=== Section Start ===
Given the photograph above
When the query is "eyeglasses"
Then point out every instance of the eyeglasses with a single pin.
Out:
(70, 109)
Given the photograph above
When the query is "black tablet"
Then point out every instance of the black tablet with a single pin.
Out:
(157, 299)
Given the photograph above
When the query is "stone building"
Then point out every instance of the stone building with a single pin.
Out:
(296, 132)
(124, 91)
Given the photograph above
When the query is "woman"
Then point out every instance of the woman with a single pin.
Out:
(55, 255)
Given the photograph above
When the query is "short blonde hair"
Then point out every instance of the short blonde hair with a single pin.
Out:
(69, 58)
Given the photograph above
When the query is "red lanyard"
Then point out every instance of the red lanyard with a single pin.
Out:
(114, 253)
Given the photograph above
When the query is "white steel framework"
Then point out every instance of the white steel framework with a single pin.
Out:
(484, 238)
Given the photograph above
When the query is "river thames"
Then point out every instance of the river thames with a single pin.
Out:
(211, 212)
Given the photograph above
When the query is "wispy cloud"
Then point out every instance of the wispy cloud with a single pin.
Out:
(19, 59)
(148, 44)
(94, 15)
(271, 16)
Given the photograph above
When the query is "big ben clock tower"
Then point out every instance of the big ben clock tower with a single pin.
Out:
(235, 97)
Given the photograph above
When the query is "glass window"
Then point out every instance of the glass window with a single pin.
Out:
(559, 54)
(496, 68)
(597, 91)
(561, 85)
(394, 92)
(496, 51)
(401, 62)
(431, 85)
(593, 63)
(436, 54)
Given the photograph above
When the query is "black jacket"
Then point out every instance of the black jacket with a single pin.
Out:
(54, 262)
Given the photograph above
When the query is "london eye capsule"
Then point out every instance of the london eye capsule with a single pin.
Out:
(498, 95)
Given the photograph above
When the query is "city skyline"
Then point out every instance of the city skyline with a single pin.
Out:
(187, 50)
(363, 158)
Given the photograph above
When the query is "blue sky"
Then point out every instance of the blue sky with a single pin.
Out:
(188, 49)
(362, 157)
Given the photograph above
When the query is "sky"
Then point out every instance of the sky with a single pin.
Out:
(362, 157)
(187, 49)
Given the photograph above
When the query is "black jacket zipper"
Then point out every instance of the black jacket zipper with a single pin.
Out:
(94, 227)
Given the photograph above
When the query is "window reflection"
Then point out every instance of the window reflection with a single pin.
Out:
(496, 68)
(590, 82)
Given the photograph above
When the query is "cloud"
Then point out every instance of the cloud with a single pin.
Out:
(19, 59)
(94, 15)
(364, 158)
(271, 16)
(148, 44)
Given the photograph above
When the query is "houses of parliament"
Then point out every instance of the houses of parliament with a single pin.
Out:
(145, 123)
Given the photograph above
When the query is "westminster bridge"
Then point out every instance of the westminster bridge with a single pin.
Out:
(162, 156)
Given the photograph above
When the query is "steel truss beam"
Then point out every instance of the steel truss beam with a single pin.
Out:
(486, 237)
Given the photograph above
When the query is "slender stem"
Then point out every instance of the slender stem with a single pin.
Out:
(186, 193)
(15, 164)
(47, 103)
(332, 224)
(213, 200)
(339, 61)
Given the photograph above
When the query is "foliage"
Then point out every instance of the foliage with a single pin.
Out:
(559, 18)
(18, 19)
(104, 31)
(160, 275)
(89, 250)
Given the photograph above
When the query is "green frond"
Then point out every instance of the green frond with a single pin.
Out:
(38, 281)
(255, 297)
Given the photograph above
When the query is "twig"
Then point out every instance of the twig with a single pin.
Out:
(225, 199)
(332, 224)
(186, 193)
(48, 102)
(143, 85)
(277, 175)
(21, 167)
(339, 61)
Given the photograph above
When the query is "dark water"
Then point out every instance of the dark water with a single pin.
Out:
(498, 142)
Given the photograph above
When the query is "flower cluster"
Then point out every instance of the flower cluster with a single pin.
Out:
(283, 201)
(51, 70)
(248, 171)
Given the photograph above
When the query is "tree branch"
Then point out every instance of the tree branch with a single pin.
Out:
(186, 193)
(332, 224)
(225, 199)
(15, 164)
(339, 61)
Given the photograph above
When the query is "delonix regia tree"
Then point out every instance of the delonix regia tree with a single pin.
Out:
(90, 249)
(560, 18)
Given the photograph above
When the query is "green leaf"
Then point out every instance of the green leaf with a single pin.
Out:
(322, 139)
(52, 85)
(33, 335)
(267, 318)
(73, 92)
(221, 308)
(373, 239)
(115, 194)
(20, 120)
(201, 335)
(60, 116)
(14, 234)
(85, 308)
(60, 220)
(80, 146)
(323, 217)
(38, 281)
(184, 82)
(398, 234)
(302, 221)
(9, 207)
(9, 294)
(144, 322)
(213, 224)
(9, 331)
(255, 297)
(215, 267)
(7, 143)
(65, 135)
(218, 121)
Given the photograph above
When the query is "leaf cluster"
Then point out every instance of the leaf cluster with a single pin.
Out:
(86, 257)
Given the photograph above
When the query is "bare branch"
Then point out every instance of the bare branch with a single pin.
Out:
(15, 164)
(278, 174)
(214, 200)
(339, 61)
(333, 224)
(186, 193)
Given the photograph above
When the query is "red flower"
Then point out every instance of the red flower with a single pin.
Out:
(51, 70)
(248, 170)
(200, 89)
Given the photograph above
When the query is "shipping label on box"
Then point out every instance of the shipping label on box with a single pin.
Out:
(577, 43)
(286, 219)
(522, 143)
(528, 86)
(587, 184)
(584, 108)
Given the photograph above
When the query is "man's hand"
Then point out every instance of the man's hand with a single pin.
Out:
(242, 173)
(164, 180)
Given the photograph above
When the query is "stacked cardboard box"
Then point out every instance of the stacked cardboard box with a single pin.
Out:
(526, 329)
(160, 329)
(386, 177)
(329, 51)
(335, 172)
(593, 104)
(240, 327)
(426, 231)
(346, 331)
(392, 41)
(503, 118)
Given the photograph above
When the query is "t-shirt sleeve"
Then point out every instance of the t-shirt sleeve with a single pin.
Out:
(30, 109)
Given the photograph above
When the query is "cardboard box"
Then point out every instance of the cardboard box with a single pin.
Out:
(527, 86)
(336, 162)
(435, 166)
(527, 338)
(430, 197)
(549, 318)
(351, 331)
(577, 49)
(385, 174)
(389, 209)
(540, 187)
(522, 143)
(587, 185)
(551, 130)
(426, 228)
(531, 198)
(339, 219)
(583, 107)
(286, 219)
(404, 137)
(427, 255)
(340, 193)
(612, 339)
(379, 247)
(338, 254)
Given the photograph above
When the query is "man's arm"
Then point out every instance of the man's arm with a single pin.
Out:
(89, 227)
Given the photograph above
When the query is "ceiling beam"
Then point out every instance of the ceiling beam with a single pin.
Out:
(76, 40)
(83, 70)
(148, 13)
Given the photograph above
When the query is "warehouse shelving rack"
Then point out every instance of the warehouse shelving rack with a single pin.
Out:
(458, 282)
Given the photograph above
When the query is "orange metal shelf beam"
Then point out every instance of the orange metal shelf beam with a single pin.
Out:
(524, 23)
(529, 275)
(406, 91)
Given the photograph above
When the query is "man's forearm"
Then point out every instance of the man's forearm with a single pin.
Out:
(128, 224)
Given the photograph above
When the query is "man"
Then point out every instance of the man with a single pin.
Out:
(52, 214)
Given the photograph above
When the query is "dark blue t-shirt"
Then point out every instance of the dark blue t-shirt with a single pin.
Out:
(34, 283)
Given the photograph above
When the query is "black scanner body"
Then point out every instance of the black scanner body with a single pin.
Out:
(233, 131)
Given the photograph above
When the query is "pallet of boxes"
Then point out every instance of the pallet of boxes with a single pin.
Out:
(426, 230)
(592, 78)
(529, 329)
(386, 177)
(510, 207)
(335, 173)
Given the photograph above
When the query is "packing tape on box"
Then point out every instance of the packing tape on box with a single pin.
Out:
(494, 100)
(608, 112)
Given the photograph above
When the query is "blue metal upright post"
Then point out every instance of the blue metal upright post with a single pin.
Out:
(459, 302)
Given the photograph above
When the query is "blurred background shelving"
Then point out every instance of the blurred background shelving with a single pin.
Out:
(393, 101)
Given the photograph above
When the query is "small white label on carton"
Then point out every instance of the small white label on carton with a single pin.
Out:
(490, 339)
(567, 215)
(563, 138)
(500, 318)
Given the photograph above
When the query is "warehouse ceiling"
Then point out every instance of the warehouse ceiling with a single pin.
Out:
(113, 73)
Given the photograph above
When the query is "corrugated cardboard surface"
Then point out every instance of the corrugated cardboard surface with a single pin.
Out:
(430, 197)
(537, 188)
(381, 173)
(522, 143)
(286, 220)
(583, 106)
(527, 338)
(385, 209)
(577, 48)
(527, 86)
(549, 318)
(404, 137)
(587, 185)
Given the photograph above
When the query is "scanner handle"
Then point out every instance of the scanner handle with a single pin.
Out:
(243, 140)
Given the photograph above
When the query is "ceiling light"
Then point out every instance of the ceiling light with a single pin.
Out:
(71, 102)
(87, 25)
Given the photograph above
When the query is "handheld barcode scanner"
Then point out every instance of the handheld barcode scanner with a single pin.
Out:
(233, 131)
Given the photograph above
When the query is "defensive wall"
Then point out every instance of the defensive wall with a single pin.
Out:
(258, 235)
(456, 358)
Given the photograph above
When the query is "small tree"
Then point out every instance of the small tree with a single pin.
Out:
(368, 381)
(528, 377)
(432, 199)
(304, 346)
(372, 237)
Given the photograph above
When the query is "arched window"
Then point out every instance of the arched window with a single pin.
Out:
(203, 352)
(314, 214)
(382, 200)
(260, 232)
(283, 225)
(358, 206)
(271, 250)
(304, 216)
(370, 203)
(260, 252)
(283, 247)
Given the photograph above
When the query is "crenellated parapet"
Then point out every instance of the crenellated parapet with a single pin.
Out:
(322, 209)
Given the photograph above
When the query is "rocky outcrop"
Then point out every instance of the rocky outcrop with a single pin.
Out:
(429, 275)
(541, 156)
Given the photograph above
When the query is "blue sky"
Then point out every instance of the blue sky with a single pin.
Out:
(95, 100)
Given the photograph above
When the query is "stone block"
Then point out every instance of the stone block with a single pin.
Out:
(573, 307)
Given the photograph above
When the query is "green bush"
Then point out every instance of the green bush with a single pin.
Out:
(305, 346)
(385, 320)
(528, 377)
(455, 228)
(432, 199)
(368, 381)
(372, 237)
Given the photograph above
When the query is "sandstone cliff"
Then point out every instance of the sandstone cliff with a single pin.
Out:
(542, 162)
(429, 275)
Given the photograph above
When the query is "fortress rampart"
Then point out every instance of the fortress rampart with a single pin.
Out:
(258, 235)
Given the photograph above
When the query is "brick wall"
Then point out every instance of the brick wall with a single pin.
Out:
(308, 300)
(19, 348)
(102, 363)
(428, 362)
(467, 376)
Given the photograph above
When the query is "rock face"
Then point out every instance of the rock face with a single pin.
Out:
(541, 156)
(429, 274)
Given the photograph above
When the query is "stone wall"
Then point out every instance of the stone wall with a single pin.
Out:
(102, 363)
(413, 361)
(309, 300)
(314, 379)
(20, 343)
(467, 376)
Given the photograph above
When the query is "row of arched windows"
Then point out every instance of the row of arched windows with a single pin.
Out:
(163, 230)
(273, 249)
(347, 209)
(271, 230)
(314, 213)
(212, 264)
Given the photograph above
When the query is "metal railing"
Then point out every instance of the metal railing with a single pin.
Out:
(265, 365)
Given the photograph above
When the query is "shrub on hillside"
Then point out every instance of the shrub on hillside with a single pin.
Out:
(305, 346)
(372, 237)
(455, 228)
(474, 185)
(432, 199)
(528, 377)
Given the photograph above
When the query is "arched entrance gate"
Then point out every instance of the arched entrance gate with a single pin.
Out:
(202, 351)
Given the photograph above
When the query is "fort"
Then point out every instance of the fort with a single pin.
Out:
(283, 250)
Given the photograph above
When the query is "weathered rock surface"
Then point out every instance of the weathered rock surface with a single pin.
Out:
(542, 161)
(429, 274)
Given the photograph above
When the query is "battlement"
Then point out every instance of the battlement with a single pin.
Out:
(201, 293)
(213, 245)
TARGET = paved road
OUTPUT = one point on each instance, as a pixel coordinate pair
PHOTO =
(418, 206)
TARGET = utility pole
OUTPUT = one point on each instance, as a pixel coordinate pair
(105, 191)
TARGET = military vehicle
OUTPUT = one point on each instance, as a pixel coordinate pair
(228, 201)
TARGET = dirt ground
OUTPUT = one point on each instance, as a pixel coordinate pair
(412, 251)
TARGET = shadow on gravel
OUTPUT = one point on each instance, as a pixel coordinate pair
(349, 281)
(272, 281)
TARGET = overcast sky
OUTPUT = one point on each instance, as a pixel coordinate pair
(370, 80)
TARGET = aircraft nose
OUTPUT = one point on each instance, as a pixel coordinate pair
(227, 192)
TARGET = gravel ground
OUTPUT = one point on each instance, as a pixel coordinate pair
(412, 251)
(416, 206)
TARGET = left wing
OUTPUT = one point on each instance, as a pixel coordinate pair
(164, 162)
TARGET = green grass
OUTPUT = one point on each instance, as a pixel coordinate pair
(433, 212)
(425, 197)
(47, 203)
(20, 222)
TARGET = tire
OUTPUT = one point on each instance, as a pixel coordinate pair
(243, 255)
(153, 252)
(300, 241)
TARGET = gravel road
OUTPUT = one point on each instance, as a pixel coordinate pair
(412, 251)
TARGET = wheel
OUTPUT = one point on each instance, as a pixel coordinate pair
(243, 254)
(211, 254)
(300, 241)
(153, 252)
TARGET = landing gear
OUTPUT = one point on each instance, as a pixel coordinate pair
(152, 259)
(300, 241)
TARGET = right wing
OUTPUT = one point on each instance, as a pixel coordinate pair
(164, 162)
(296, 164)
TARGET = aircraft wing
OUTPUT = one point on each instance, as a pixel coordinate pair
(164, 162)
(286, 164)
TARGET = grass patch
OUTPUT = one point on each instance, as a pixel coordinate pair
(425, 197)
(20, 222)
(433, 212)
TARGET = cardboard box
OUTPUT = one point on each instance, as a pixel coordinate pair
=== Section End ===
WHAT IS REQUIRED
Among the entries above, how many lines include "fortress"? State the number and nothing else.

PROBLEM SOLUTION
2